**What you are asked to do**:
Go through the data underneath and report how many lines hold the string "grpcurl", giving only the number.

**Extracted data**:
+--

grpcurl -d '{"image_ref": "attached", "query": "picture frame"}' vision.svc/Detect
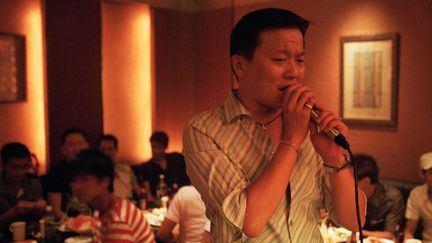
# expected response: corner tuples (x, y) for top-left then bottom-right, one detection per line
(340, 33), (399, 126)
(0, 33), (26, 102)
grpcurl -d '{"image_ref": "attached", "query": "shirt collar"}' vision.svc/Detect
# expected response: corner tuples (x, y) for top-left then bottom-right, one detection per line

+--

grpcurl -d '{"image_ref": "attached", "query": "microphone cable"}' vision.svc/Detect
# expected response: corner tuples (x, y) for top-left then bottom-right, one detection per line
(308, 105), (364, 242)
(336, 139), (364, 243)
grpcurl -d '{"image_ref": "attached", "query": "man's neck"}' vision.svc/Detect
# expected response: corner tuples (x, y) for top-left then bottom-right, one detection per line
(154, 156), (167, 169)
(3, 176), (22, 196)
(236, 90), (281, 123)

+--

**Output for this exercise**:
4